:: About this exercise ::
Return only the line containing "Where can the paved" and each line after it, exactly as written, through the end of the records.

Segment Open

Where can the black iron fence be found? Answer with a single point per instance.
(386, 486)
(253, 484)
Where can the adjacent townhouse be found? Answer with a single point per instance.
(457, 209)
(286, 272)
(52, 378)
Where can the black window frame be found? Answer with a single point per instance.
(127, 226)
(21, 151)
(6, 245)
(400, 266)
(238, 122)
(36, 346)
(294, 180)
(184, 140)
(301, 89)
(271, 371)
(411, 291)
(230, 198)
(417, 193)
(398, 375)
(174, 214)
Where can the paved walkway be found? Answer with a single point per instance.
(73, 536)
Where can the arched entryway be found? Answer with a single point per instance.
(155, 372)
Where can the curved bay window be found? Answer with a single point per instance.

Segment Closed

:: Response ::
Where can the paved walkway be found? Answer with a single point per instance.
(73, 536)
Where can the arched entryway be found? Answer with a single point per instance.
(155, 372)
Where can the curved bay window be found? Answer with a single point per instance.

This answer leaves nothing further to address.